To this day I don’t know where the power and courage came from.

I started the course in the October and the abuse got worse. I was going to college with awful bruises but everyone believed my stories. Things just got worse and one Saturday he told me he was leaving on the Sunday.

He had said this many times but always managed to talk me into having him back or I would be begging for him to stay.

But not this time. I even helped him put his clothes in his bag and off he went.

I then cried a lot, was in pieces and didn’t know what to do. Normally, I would have called him within minutes of him leaving but this time, I phoned a neighbour.

This was the first time I had told anyone and asked my neighbour to never let me get back with him – even if I was on my knees and begging.

She told me to phone my mum, who came down a couple of days later. The doctor was great and the locum health visitor was amazing. She gave me the telephone number of Stonham (a service for victims of domestic abuse).

----------

--- Required tasks ---
a: In the domestic abuse account, reproduce everything from "I then cried" down to "phoned a neighbour.".
b: Carry on the account of leaving an abusive relationship from the point where it stops.

--- Data provided ---
----------

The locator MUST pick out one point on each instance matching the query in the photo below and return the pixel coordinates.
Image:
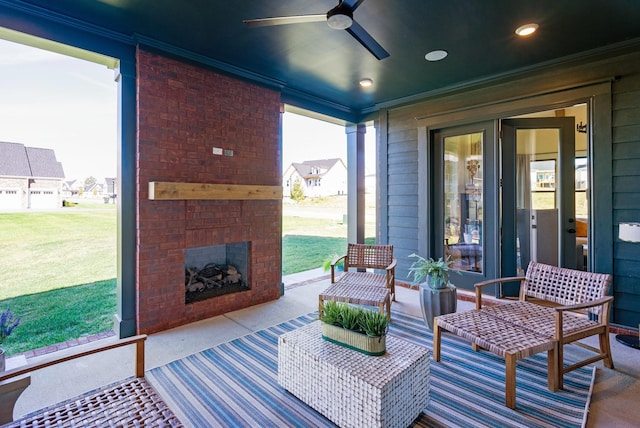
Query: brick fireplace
(186, 113)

----------

--- Set of answers ---
a:
I then cried a lot, was in pieces and didn’t know what to do. Normally, I would have called him within minutes of him leaving but this time, I phoned a neighbour.

b:
It took me a good few months to ring them as I didn’t think my abuse was that bad.

Although the big black bubble had popped, the blackness stayed around me for years after. My eyes have been opened and I know now that I was abused on all levels.

The emotional abuse is the one that has taken me the longest to recover from. When you are told something often enough, you come to believe it. The bruises heal, the physical pain goes away but the hurt inside your head takes a lot longer."